Pull out every line of the listing below that contains the word "instances".

Extracted information
***
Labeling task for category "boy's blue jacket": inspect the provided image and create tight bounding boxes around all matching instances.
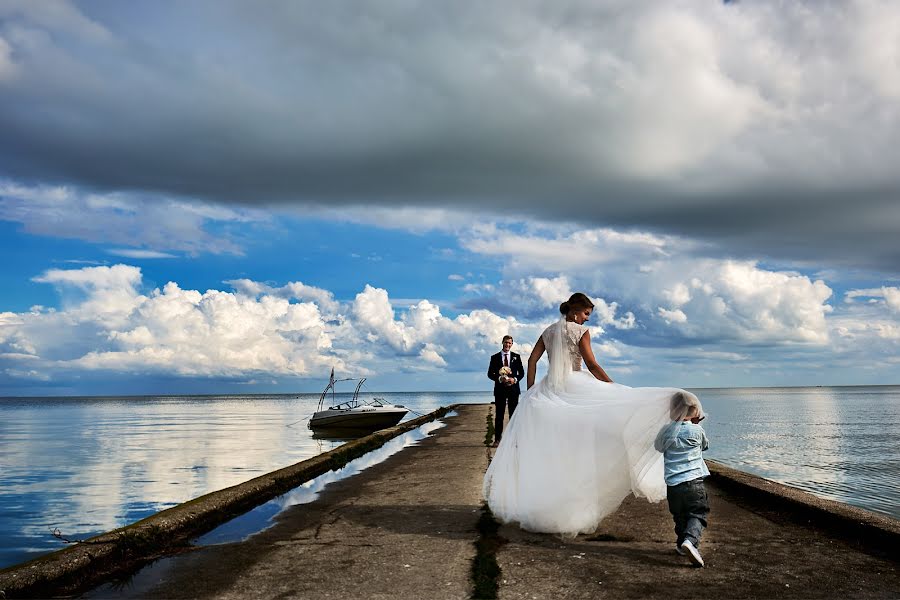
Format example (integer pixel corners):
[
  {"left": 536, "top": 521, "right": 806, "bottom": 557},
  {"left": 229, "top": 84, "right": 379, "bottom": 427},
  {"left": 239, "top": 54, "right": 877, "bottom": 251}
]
[{"left": 654, "top": 421, "right": 709, "bottom": 486}]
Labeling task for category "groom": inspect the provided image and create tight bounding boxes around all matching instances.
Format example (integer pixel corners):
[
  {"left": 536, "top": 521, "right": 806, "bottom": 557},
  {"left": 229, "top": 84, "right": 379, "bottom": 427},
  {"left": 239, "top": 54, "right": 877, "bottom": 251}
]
[{"left": 488, "top": 335, "right": 525, "bottom": 448}]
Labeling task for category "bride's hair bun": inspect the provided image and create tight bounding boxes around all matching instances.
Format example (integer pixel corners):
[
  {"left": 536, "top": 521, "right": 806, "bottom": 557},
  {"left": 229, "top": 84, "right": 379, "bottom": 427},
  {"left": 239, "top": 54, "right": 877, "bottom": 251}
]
[{"left": 559, "top": 292, "right": 594, "bottom": 315}]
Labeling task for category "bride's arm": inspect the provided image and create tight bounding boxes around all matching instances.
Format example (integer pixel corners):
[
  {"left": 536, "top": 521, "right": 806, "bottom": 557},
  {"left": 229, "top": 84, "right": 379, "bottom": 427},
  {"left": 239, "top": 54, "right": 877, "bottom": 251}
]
[
  {"left": 525, "top": 338, "right": 544, "bottom": 389},
  {"left": 576, "top": 331, "right": 613, "bottom": 383}
]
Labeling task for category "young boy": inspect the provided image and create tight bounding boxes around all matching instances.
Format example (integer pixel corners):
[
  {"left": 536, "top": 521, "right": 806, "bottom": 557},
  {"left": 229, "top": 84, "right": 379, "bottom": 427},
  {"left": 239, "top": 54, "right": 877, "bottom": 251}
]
[{"left": 656, "top": 392, "right": 709, "bottom": 567}]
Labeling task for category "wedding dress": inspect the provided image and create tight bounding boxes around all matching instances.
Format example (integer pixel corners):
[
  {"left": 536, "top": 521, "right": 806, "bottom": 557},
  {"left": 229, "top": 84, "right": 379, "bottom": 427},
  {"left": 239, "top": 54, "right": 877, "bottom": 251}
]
[{"left": 483, "top": 319, "right": 689, "bottom": 536}]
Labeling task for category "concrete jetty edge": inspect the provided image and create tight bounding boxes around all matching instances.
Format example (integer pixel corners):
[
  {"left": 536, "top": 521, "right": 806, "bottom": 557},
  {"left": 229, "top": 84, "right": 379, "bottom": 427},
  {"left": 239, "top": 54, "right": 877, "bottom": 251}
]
[
  {"left": 0, "top": 405, "right": 456, "bottom": 598},
  {"left": 706, "top": 459, "right": 900, "bottom": 554}
]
***
Finished task
Labeling task for category "boy's blue jacket": inspect the provided image and create tight bounding boxes around all matching instances.
Labeling task for category "groom": inspect the provided image and create tight bounding boxes around all matching instances.
Labeling task for category "bride's hair bun": inspect the provided image and create tight bounding boxes around all matching instances.
Labeling task for category "bride's arm": inspect the provided image and create tight bounding boxes around all matching instances.
Labeling task for category "young boy": inspect the provided image and create tight bounding boxes around all matching instances.
Labeling task for category "wedding dress": inspect the provided image and create tight bounding boxes around all matching instances.
Labeling task for category "concrete jetty edge": inspect the provided image and create tight bounding boxes around all matching instances.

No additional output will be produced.